A vida política da Alfa era tumultuada, como quase tudo na Itália no período pré-guerra. A empresa havia se tornado uma estatal e o novo chefão, Ugo Gobbatto, não via com bons olhos a forma de Ferrari e Jano trabalharem. Ele queria alguém mais técnico, formado em escola de engenharia de renome, e o nome para tal cargo foi o de Ricart. Contratado pela Alfa em 1936, Wifredo, engenheiro de formação em Milão, veio de uma tentativa de ter sua própria fábrica de automóveis, mas a crise financeira acabou com o sonho de forma breve. Na Alfa, era engenheiro-chefe e comandava os projetos fora da linha de produção comum, como os próprios carros de corrida. E era amigo pessoal de Gobbatto, que tinha pendências políticas com Mussolini, este que exigia que a Alfa Romeo voltasse a ser vencedora nas pistas de Grand Prix, colocando a marca italiana acima dos alemães.
Muito inteligente, com ideias revolucionárias (e complicadas demais, em muitos casos), Ricart começou a ter problemas em lidar com Jano e Enzo. Assumidamente um homem do povo, com pouca educação formal, Ferrari não suportava o ar superior do diplomado espanhol, tanto que dentro da Alfa Romeo, ele se referia a Ricart como lo spagnolo (o espanhol, em italiano).
Não demorou para as duas personalidades entrarem em colapso. O conflito entre eles era como uma supernova explodindo pelo choque direto dos egos gigantes de cada um. Enzo não suportava a ideia de ter um estrangeiro como chefe, metido e que desdenhava do jeito bronco de Ferrari. Do outro lado Ricart via Enzo como um insubordinado que gastava recursos da Alfa em projetos que só faziam os italianos passarem vergonha contra a Mercedes e Auto Union.
Em um determinado momento, a situação ficou caótica demais até para uma empresa italiana. Ugo Gobbatto tomou partido, obviamente em prol do amigo espanhol, e demitiu Enzo Ferrari em 1939. Ricart permaneceu na Alfa até o fim da Guerra, e voltou para a Espanha depois de problemas políticos para os fascistas (que até assassinaram Ugo Gobbatto) e seus apoiadores.
Na Espanha, Ricart foi chamado em 1946 pelos seus amigos políticos para dirigir a estatal recém criada chamada ENASA (Empresa Nacional de Autocamiones S.A.) com base na finada unidade fabril de caminhões da Hispano-Suiza em parceria com a Fiat espanhola.
Alguns anos se passaram, Ferrari finalmente criou a própria empresa com seu nome e estava indo muito bem, obrigado. Vendia carros de passeio para bancar seu investimento nos carros de corrida, e já estava ficando conhecidos nas maiores cidades do mundo onde o automóvel era tido como um elemento de destaque social e esportivo.
☆ ☆ ☆ ☆ ☆ ☆ ☆
(EXERCÍCIO BREVE) Reproduza fielmente o trecho do texto sobre Ricart e Ferrari na Alfa Romeo, começando em "Alguns anos se" e terminando em "social e esportivo.".

(Trechos de dados de anotação de pontos)
☆ ☆ ☆ ☆ ☆ ☆ ☆
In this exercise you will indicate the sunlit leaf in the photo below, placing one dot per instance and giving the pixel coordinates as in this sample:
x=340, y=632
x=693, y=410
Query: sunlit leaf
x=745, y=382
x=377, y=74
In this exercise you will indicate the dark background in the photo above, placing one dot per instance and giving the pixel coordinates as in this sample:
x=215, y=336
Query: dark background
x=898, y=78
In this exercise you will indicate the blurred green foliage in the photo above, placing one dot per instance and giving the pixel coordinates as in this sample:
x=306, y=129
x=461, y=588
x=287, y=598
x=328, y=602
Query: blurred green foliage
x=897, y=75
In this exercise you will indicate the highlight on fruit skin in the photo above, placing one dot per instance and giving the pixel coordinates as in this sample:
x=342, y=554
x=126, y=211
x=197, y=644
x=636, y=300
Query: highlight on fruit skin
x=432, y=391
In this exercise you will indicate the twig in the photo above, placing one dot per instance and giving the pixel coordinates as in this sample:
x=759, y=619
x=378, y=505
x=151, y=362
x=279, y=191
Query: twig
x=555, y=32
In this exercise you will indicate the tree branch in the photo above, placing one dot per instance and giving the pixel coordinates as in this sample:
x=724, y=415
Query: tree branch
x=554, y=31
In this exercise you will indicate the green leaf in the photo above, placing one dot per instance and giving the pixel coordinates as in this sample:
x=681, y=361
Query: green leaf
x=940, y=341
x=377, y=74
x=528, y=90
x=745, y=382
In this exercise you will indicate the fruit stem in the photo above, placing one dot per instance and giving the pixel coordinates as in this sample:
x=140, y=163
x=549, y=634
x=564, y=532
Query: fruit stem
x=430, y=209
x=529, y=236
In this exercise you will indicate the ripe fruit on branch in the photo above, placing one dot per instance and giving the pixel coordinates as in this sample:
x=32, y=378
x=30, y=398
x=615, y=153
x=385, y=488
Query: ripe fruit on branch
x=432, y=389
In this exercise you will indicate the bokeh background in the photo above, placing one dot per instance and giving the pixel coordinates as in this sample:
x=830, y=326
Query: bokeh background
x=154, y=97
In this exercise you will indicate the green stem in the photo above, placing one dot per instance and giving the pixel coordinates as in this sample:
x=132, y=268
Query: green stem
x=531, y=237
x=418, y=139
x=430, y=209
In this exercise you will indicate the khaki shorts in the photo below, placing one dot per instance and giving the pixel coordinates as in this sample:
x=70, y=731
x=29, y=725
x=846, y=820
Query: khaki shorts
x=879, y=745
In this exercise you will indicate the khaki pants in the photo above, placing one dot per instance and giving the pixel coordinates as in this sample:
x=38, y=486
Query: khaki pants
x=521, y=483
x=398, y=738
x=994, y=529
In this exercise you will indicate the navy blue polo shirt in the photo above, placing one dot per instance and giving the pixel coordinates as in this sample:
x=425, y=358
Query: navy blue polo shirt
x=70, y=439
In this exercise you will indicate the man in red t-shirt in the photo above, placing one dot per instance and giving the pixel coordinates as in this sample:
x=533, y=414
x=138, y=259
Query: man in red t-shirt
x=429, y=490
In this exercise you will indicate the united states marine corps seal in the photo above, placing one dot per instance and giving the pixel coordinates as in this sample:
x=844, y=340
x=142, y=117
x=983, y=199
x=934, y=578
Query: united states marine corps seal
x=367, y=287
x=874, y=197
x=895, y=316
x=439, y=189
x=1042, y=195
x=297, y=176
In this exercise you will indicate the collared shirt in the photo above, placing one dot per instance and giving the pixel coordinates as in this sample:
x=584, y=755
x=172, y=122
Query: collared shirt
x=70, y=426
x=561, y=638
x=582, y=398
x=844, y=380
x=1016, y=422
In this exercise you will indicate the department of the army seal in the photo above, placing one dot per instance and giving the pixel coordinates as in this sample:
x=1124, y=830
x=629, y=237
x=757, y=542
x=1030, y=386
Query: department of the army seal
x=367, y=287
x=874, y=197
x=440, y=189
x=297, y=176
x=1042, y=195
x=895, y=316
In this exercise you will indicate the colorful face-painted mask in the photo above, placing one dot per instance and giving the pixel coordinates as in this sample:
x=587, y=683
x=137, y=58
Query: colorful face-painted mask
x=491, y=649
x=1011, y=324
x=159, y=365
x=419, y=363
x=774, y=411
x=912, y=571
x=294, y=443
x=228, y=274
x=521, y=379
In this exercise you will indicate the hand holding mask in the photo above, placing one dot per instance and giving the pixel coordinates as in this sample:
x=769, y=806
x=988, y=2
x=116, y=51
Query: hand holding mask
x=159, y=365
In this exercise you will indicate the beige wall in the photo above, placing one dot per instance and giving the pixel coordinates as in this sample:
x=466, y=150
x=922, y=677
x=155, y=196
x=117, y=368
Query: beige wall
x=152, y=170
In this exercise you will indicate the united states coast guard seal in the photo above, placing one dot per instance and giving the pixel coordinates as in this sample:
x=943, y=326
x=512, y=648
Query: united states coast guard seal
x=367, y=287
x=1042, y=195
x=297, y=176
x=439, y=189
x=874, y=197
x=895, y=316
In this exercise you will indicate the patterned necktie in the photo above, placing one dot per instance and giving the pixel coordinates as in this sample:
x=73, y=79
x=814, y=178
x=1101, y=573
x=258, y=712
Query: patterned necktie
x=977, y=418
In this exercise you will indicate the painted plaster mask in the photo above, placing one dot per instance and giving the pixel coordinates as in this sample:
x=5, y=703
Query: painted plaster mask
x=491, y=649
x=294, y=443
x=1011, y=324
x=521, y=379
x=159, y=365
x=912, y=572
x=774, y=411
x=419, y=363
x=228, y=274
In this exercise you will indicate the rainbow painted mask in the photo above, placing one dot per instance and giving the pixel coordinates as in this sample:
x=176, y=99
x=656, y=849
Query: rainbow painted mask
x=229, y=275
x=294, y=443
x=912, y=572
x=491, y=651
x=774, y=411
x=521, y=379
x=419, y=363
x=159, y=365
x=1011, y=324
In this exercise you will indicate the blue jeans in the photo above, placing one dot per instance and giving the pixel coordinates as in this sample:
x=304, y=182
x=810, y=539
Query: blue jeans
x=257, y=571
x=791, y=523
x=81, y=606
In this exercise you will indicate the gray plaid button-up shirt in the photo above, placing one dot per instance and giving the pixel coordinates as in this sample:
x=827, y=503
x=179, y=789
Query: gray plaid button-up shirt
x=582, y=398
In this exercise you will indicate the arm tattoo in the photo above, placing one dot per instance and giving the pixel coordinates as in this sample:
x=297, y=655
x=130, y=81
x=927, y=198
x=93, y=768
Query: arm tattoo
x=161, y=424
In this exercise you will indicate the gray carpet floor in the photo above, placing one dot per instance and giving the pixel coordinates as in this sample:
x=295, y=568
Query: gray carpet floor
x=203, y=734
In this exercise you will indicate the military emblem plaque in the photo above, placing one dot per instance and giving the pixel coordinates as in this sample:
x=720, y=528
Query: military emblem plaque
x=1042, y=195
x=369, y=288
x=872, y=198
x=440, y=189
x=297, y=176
☆ ☆ ☆ ☆ ☆ ☆ ☆
(RESULTADO DA TAREFA)
Alguns anos se passaram, Ferrari finalmente criou a própria empresa com seu nome e estava indo muito bem, obrigado. Vendia carros de passeio para bancar seu investimento nos carros de corrida, e já estava ficando conhecidos nas maiores cidades do mundo onde o automóvel era tido como um elemento de destaque social e esportivo.